» **Your objective**:
Substitute "vehicle" for "car" in the part that opens with the line containing "Can you see the car shadow?" and closes with the line containing "[[598, 299]]". Give those lines again with everything else unchanged.

Records from a point labeling set:
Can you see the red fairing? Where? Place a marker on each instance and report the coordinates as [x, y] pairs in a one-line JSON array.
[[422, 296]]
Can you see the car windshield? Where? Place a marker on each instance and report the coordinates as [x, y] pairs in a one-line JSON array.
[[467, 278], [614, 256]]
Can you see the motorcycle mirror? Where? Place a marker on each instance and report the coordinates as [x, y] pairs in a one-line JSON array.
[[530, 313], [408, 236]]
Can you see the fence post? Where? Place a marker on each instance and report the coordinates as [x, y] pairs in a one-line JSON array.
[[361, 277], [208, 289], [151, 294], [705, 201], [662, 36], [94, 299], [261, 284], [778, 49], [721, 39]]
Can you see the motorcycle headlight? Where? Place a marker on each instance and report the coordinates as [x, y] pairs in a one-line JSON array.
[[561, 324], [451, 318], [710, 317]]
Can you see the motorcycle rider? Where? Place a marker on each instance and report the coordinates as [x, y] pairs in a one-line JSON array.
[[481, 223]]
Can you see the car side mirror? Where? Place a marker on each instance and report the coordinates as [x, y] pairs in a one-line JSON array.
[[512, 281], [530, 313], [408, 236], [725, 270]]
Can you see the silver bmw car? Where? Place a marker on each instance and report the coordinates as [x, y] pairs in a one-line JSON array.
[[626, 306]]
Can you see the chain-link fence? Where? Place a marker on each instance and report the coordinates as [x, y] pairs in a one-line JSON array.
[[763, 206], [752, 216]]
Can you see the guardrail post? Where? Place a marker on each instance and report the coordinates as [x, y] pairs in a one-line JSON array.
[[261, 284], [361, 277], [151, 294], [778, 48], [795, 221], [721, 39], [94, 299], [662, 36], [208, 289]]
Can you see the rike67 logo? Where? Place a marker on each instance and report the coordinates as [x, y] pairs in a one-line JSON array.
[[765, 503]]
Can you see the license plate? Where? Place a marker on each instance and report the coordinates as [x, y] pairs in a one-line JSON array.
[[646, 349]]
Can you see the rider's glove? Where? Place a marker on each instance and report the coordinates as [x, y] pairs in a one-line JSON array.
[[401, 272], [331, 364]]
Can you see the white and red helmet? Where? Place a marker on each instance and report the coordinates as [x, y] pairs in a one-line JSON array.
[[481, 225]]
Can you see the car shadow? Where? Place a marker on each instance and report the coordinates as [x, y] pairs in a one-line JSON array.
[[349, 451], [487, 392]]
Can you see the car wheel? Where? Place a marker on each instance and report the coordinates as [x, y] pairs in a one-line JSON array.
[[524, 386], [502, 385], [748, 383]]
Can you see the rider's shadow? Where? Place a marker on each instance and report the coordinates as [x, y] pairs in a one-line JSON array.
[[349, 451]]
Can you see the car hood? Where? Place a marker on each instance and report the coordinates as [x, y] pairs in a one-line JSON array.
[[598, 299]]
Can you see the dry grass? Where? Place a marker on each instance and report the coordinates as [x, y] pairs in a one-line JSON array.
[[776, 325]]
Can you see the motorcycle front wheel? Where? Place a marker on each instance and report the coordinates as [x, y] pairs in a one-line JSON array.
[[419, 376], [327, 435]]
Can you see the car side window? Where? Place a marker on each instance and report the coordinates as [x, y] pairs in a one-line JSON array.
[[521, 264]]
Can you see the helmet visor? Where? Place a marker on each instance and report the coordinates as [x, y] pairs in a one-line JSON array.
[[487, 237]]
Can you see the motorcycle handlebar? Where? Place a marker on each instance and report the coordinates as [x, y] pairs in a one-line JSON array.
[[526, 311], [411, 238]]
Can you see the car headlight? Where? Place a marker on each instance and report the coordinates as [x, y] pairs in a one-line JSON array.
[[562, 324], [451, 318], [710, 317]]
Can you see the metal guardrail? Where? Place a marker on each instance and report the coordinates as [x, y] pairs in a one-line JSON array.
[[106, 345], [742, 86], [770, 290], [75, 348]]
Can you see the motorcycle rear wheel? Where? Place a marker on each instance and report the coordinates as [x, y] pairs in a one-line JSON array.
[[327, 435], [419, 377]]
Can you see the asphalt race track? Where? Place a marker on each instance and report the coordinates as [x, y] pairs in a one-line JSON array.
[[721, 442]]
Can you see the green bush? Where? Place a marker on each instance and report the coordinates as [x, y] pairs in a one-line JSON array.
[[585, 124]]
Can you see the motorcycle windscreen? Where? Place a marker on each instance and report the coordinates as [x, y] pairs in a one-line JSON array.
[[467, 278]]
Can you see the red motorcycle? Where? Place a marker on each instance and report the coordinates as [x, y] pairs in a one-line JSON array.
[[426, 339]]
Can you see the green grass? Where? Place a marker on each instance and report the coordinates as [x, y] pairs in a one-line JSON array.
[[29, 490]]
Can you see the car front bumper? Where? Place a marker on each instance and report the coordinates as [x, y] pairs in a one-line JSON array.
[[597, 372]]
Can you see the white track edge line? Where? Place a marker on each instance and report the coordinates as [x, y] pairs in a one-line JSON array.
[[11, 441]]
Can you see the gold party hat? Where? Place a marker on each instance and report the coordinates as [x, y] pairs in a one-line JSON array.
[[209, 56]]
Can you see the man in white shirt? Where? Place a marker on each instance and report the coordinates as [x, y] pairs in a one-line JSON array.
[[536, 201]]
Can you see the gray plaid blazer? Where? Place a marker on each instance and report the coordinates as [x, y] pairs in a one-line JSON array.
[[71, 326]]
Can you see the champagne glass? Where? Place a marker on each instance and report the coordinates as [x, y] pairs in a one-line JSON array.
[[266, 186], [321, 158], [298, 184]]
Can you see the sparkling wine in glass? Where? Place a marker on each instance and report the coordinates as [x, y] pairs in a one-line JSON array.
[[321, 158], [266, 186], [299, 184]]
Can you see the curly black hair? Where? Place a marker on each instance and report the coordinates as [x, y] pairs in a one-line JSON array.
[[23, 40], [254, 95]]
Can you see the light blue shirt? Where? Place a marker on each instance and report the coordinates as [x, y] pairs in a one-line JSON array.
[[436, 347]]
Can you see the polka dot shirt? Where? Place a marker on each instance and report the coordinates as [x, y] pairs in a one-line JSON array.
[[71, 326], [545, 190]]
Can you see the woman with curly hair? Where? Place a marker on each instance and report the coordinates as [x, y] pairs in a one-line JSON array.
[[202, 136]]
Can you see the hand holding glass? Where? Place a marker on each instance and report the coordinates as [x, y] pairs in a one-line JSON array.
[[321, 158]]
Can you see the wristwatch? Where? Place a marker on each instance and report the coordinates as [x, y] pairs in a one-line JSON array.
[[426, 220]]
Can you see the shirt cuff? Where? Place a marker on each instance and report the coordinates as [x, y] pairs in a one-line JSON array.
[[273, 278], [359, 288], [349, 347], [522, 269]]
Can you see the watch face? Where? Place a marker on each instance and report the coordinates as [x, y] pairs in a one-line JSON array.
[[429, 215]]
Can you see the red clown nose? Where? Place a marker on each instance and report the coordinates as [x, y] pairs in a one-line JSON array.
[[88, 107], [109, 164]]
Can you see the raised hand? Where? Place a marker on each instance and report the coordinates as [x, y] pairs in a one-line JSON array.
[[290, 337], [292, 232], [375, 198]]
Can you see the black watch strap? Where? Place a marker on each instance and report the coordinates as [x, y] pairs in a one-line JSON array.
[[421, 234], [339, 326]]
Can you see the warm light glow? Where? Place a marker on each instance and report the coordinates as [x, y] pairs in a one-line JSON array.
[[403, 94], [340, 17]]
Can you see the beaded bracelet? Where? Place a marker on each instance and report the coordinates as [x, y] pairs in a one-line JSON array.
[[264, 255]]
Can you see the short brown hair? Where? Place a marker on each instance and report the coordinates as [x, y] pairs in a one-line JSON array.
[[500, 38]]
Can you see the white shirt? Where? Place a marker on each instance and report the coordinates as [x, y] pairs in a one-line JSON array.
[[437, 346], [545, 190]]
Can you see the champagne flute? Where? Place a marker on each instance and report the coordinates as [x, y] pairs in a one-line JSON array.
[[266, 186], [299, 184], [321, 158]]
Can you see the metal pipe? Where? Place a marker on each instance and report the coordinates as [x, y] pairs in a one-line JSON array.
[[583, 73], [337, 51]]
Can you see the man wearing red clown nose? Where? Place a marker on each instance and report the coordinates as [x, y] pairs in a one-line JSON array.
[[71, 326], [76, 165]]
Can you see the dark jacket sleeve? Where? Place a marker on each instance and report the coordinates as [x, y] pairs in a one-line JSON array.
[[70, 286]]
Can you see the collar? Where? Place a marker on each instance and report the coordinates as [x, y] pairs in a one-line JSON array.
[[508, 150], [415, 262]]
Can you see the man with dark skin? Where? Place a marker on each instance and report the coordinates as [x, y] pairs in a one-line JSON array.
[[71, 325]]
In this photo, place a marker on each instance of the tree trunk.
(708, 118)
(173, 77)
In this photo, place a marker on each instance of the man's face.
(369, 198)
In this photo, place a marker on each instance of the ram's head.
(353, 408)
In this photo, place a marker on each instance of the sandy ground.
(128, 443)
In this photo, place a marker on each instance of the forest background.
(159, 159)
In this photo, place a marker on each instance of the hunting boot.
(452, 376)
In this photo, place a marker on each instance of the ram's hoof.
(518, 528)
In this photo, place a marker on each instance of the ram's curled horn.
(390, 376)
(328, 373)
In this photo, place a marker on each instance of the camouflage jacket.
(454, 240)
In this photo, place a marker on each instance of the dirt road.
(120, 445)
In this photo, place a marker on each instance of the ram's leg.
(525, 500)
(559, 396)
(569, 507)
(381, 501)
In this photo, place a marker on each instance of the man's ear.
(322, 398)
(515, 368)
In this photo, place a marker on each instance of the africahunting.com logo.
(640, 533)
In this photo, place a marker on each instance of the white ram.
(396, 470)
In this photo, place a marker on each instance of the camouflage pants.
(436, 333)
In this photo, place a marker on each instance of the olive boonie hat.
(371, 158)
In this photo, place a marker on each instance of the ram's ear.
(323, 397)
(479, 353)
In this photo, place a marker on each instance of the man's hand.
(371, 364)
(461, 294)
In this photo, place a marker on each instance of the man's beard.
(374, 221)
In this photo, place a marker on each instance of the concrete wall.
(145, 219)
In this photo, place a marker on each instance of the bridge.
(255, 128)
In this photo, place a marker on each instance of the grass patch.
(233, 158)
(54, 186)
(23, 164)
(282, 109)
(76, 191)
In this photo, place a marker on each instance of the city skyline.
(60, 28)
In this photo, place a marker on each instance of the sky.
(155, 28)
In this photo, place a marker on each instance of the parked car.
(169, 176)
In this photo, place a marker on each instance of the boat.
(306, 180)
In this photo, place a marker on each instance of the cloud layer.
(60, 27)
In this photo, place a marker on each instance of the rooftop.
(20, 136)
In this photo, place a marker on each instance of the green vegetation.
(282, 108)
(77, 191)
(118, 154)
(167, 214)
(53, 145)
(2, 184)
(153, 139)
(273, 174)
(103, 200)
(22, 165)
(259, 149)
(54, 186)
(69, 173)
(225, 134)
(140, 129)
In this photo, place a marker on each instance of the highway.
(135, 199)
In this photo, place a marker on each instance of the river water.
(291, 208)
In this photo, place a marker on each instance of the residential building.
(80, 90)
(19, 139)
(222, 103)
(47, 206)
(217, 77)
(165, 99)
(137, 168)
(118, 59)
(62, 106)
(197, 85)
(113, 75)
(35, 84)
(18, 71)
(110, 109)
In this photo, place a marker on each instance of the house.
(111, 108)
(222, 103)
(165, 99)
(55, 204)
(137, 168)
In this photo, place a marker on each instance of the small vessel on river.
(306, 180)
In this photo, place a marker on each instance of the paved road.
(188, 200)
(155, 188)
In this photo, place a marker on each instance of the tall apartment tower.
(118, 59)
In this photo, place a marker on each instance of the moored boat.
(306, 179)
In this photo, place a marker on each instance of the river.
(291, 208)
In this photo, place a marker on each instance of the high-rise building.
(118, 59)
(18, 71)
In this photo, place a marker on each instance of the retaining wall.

» **Task output**:
Can you see the vehicle shadow? Where? Place a marker on each instance and report the coordinates as [x, y] pairs in a one-line JSON array.
[[349, 451], [487, 392]]
Can you see the vehicle wheel? Where? Place a marker on each instance and report the coordinates as [x, y] pairs in a one-line JSON array.
[[524, 386], [502, 385], [748, 383]]
Can you see the rider's shadow? Where? Place a marker on each instance and report the coordinates as [x, y] pairs in a one-line JSON array.
[[349, 451]]
Can you see the vehicle hood? Where? Place a marker on each instance and report the coordinates as [x, y] pairs in a one-line JSON array.
[[598, 299]]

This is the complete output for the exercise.